[Passage to read Boundary: Start]
Good morning, traders. An unusual Tuesday drop-in today, as the volatile moves we’ve seen in the gold market this morning warrant some discussion. Gold prices are trading with strength near well above $1600/oz, a key recovery level and a line of major psychological “round number” resistance. While the yellow metal, along with silver, had been moving steadily higher since yesterday afternoon and through the overnight trading session, a functional breakdown of one of gold’s traditional pricing mechanisms led to prices swinging wildly in the early morning hours and powering as high as $1625 in the spot markets before reeling back.
Key Takeaways
- Gold and silver prices gapped briefly higher early this morning reportedly because of a breakdown in the LBMA gold fix, a traditional process for setting the spot prices of bullion in the London market.
- Prices had already been trading steadily higher through the Tuesday sessions in Asia and Europe, as gold benefited from continued flight from risk through a constant stream of concerning PMI reports around the world.
- Gold price is also being given some room to move higher thanks to a strong rebound in global equities, suggesting that we’re seeing the end of strong liquidation pressure which has weighed on gold in recent weeks.
A Busted Fix
Thanks to the modernization of global trading as well as a handful of manipulation scandals over the last several years, the LBMA gold price fixing isn’t the market force that it once was back when my first job as a trader was to focus each early morning on trading the auction. However, it’s remained a key tool for pricing bullion with London-based investors and institutions and so it can certainly still impact the overall market.
Gold prices saw a wild burst of volatility this morning following the usual time of the LBMA gold and silver price fixes. The surge-and-swing saw gold prices, which had been trading just above $1600/oz, spike to $1625 in the spot markets while silver rose above $14/oz. The sudden burst saw both metals’ likely hitting market stops and certainly over-extending a bit; both would correct lower shortly after the spike, with gold settling at $1600 and silver at $14.
Reports say that this flurry of market activity was driven by investors’ concerns that the LBMA gold fix, possibly affected in some way by the UK government’s order for citizen’s to stay in place, had broken down and was generating “unreliable” pricing, spurring some large-scale investors to make purchases instead in the COMEX futures market.
Corona has hit the bullion market. The #gold OTC spot market is well and truly broken right now. The spread to GCM0 continues to blow out, now around $75/oz. pic.twitter.com/ICsXeLrLWc
— Ole S Hansen (@Ole_S_Hansen) March 24, 2020
While it’s important to say that these reports still remain unconfirmed, the timing and sheer velocity of the whips certainly suggest that issues with the LBMA auction were involved. Mid-morning, we have also seen similar action from gold, albeit on a smaller scale, following the LBMA’s second gold fix of the day, further supporting the theory. Looking ahead, it’s now very possible that there will be added scrutiny on tomorrow’s fixings as a result.
Crashing PMI Data in Developed Markets Drives Risk-Aversion—and Gold Buying—Higher
Gold prices were trading at $1600/oz prior to this morning’s frenetics, driven steadily higher through safe haven buying. The consistent catalyst for this has been a wash of deeply concerning PMI reports on economic activity in the world’s developed markets.
[Passage to read Boundary: End]
Your assignment.
Continue the gold market commentary above, starting immediately after its final sentence.
[Information provided Boundary: Start]
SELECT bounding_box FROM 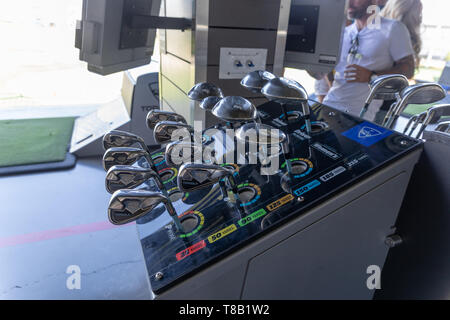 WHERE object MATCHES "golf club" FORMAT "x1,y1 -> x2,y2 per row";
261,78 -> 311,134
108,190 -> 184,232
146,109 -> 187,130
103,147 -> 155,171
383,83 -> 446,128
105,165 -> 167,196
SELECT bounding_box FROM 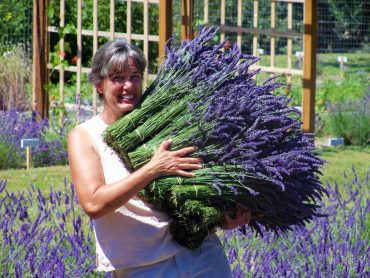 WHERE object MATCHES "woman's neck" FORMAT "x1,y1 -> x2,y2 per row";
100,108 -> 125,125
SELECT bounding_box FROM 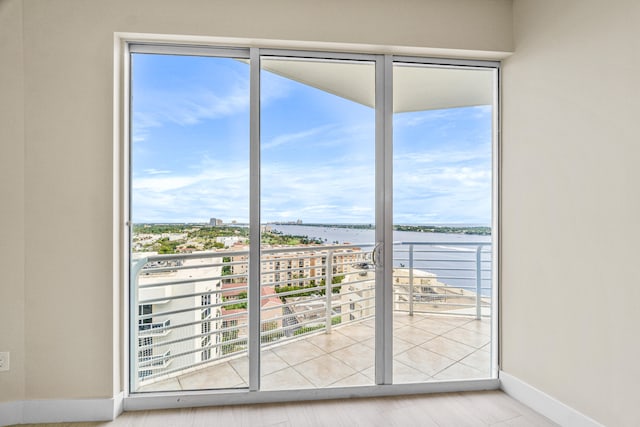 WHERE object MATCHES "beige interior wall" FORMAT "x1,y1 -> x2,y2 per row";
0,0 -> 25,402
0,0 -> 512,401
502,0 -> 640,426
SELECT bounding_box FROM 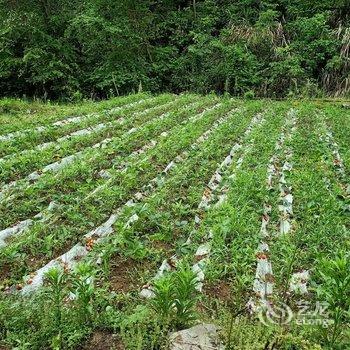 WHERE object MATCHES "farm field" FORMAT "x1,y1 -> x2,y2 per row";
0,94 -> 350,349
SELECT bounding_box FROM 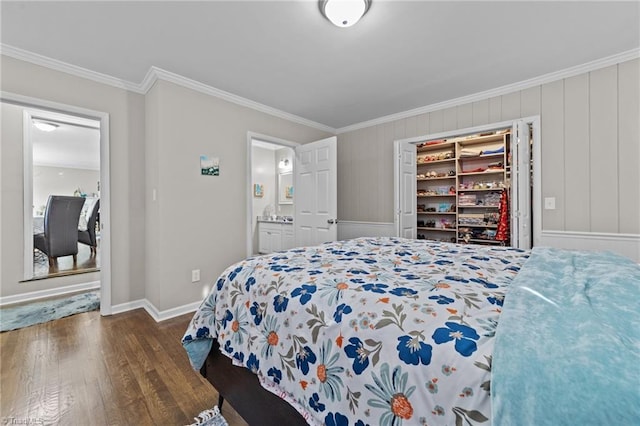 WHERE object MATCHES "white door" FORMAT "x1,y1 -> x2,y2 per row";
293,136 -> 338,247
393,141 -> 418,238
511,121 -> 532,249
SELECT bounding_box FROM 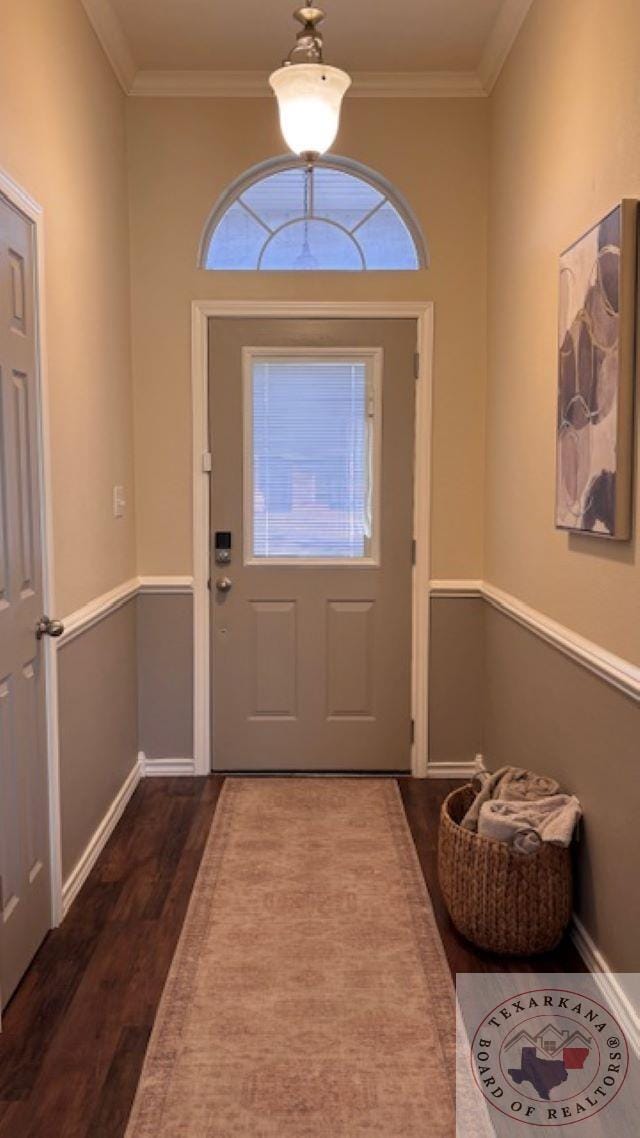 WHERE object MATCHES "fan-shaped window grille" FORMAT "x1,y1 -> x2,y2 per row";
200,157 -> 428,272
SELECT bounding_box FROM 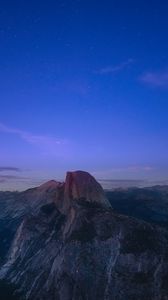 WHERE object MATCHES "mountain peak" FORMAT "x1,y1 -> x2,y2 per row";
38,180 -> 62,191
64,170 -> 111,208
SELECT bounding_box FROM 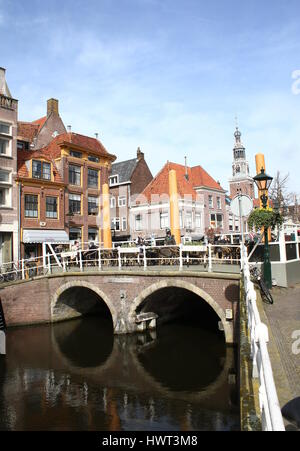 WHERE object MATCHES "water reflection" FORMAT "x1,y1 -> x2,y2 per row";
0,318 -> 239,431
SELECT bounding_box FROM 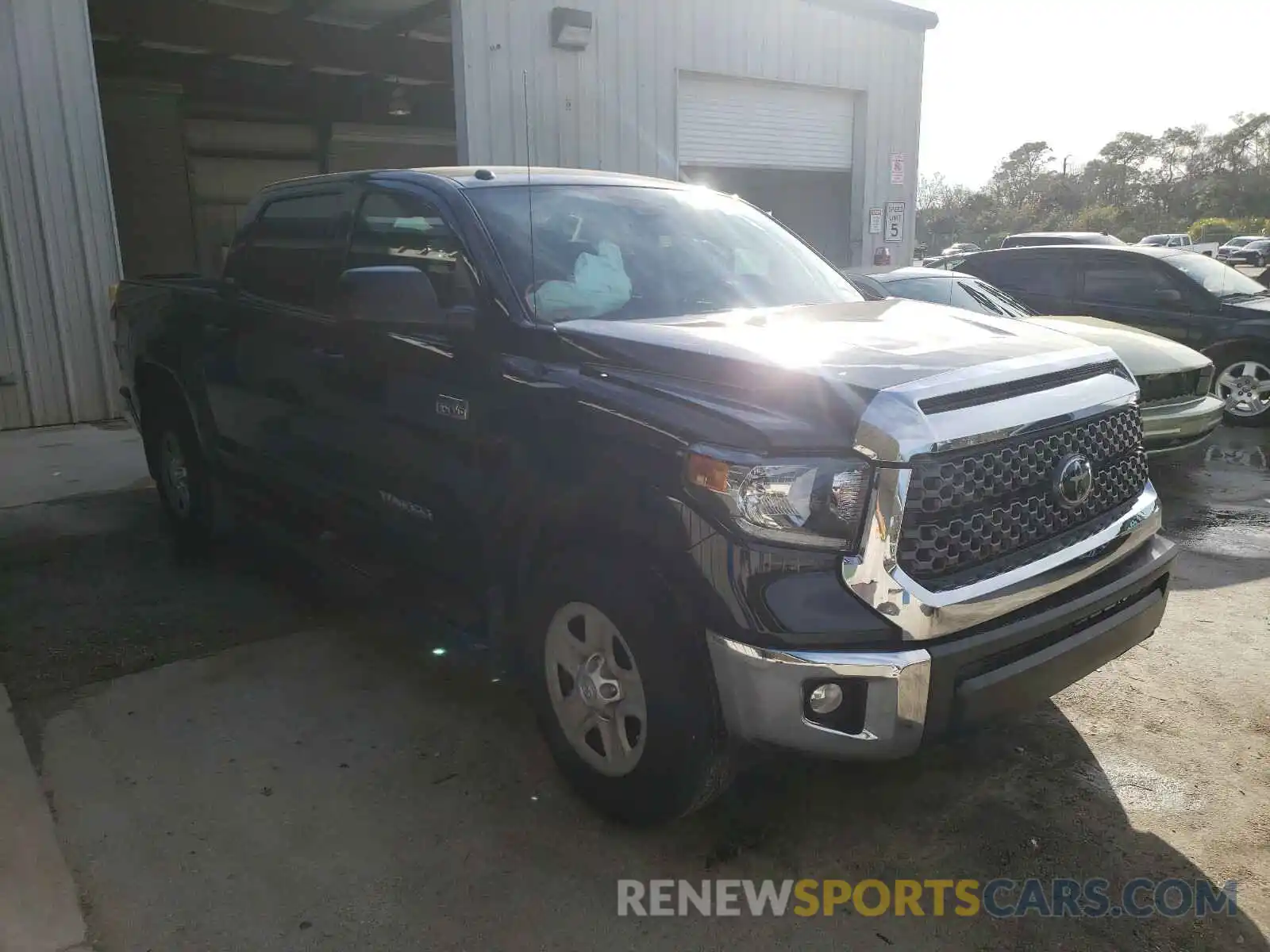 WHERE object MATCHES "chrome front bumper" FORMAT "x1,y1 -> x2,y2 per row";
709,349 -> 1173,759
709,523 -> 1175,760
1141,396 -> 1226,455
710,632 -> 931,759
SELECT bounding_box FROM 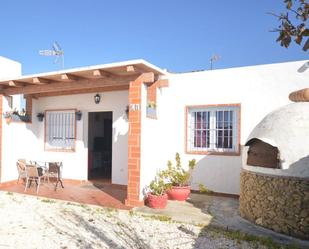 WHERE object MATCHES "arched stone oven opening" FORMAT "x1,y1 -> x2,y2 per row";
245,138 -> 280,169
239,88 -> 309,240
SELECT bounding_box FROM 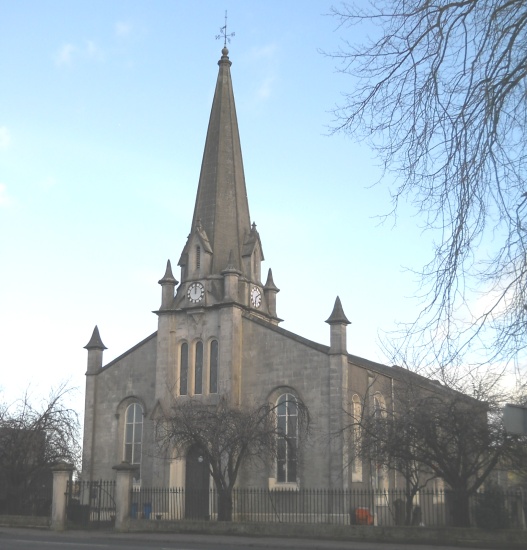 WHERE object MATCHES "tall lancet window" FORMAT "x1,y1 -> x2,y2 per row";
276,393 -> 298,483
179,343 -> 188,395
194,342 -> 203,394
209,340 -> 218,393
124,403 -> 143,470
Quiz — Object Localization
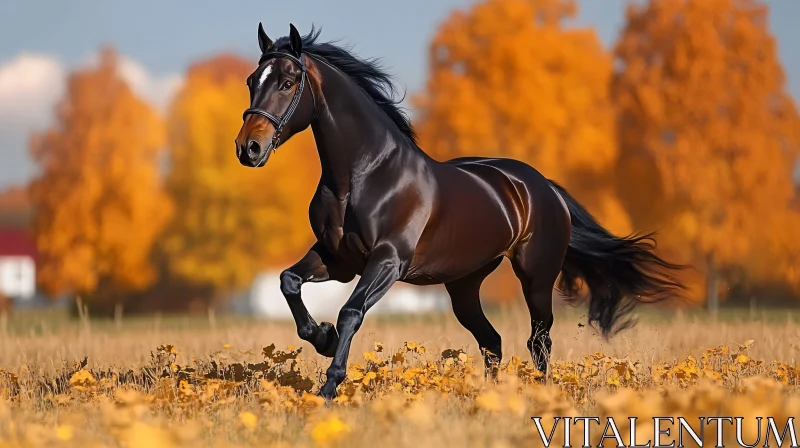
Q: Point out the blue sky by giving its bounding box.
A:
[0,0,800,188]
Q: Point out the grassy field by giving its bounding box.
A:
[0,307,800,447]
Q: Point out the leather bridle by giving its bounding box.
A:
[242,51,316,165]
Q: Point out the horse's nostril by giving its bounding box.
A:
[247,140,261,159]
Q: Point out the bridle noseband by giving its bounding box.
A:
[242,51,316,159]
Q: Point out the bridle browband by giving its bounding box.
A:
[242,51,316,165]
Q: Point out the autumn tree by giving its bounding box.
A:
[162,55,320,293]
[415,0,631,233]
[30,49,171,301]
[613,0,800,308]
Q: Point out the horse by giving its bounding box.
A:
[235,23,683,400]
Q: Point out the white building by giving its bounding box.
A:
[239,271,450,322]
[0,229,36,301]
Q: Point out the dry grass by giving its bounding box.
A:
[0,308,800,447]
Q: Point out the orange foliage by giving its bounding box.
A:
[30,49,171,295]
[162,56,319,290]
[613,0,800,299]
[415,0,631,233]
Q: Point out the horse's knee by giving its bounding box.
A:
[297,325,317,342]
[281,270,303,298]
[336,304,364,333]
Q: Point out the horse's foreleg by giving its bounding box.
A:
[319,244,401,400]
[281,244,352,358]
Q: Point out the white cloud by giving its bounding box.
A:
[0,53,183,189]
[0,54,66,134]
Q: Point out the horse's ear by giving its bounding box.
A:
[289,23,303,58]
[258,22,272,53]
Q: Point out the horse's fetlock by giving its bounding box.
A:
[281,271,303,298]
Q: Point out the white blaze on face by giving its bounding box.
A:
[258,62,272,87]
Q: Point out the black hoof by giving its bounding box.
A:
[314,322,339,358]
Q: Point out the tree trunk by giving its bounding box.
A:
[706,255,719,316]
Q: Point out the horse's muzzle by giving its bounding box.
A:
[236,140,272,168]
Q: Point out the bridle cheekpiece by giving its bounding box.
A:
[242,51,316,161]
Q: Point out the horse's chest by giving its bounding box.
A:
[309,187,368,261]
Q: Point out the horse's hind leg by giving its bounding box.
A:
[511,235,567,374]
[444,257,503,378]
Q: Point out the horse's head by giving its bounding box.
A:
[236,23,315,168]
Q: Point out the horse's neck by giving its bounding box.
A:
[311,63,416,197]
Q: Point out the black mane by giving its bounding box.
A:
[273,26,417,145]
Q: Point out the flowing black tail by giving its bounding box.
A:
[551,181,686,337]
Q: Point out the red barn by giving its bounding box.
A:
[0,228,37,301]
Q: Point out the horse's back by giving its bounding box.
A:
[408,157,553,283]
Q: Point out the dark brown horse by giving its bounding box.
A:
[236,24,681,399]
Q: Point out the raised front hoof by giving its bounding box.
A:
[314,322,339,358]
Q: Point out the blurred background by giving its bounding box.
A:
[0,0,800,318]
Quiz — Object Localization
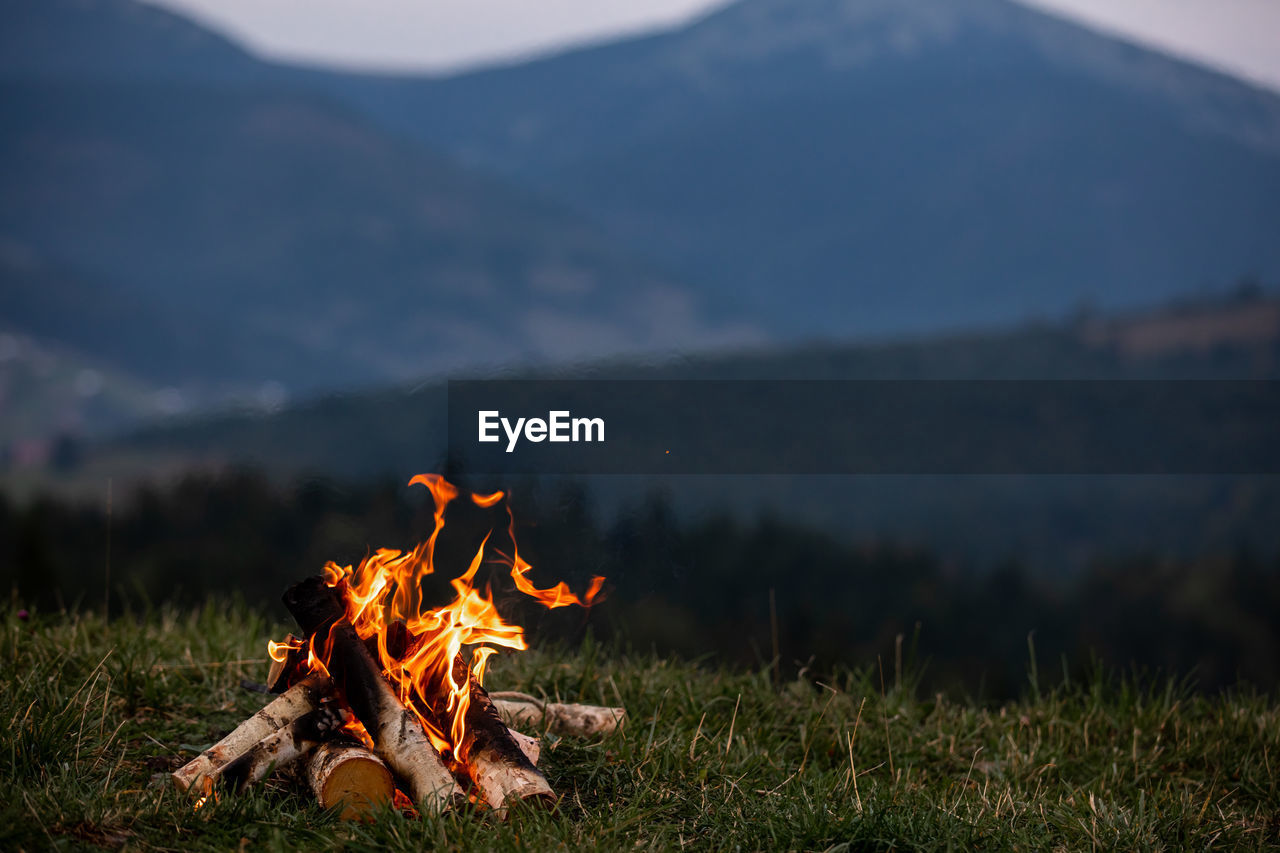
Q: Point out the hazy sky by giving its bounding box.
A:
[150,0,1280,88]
[Information provided Boundary: End]
Answer below.
The EuroZone’s PMI data arrived in the earliest morning hours, broadly as dour as expected although the German manufacturing numbers were particularly concerning. Prior to that, Japanese PMI was deeply disappointing as it fell to a record low of 32.7. Activity data for the UK was also worse than expected, even though the island nation has only recently begun enacting the preventative restrictions that other governments are using to slow the spread of the Covid-19 virus.
Not to be left out, following the rush of gold trading activity and the open of US equity markets, Markit’s PMI composite data for American industries also showed worrisome deteriorations, falling to 40.5 with a service sector specific print of 39.1.
Of course, we’ve been seeing a constant torrent of bad news and ugly economic data for weeks now while gold has languished and best (and collapsed at worst.) What’s different.
Gold Price is Being Given Important Room to Run
The vital change today has been a strong and strengthening rally in global equity prices. Boosted by yesterday’s announcement of theoretically unlimited monetary policy support from the Federal Reserve, global stocks have been in the green for most of Tuesday’s book of business. The major benchmark stock indices for Asian and Europe were both showing gains around 5%. US stocks are also making significant gains today, with the S&P 500 and the Dow bot up more than 7.5% at the time of writing, as markets remain hopeful that a stronger slug of fiscal stimulus is still imminent.
Stocks are up today on optimism that Congress could reach a coronavirus stimulus deal soon. https://t.co/GaBLeaPQf4
— CNBC (@CNBC) March 24, 2020
This has been serving gold prices by alleviating the crushing liquidation pressure that has been holding the yellow metal down as margin calls have forced investors to convert valuable positions into US Dollars. It remains to be seen if gold can maintain its momentum, should the weight of bad news and poor economic data force equity prices lower again, but for now gold is making the most of its opportunity to reestablish support and strength above $1600/oz.